PROBLEM REQUIREMENTS ::
Write the next part of the text about the Rolling Stones song "You Got Me Rocking," picking up after its last sentence.

TEXT BLOCK ::
----------
"You Got Me Rocking" is a song by English rock and roll band the Rolling Stones from their 1994 album, Voodoo Lounge. The song was released as a single in the UK in September 1994, where it reached  23 on the UK Singles Chart. It was also released as a single in the United States, reaching number 13 on the Billboard Bubbling Under Hot 100 chart in 1995. A recording from the 1997–1998 Bridges to Babylon Tour opened the 1998 live album No Security. It was also included on the Stones' 2002 career retrospective, Forty Licks.
----------
PROVIDED DATA ::
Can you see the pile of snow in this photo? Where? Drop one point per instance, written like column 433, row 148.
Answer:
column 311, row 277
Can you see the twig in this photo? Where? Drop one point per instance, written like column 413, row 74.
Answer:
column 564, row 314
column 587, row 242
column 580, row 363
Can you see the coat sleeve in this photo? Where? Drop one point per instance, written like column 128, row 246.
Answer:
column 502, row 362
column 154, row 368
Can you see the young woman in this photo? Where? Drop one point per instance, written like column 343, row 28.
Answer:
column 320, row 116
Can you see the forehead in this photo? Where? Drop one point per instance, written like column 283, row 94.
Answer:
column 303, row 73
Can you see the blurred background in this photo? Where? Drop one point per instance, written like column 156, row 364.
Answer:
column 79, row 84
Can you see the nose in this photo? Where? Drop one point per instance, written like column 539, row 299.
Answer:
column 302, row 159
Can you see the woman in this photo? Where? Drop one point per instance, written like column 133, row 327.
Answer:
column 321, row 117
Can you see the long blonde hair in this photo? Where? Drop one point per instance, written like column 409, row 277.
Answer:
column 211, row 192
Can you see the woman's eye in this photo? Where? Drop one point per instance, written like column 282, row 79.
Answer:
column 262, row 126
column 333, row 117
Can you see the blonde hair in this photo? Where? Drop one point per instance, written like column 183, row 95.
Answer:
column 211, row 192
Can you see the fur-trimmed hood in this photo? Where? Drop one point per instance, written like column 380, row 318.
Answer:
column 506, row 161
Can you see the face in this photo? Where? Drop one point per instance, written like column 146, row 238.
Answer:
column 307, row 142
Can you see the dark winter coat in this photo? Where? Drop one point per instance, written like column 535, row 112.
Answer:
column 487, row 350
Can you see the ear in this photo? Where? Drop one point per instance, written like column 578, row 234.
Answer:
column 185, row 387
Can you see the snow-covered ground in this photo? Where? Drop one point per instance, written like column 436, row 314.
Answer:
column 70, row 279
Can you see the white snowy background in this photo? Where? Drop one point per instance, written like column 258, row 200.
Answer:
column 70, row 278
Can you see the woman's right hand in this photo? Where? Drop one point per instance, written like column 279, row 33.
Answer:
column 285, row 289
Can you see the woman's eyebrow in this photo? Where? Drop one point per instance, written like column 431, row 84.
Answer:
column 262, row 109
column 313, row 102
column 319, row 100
----------
SOLVED PROBLEM ::
Background and composition
Begun early in 1993, "You Got Me Rocking" was initially a blues flavoured number; bootlegs have Jagger and Richards working the song as a slower, blues flavoured ramble, with Jagger shouting the hook "you got me rocking". Changed to a straightforward rocker in the vein of "Start Me Up", the song quickly evolved as Richards made the transition from piano to guitar. The lyrics moved to a more upbeat tone, as singer Mick Jagger presents redemption from a series of career ending instances of various professionals:

The lyrics can be interpreted as an answer to the Rolling Stones' critics, who often deride the band for their advancing age. Recording on "You Got Me Rocking" lasted from mid-summer to early winter 1993, when final touches were put on.

Live performances
"You Got Me Rocking" is notable as it remains one of the Stones' most enduring live songs, a rarity for a late-career song. The song was performed some 50 times during the 2005–2006 A Bigger Bang Tour.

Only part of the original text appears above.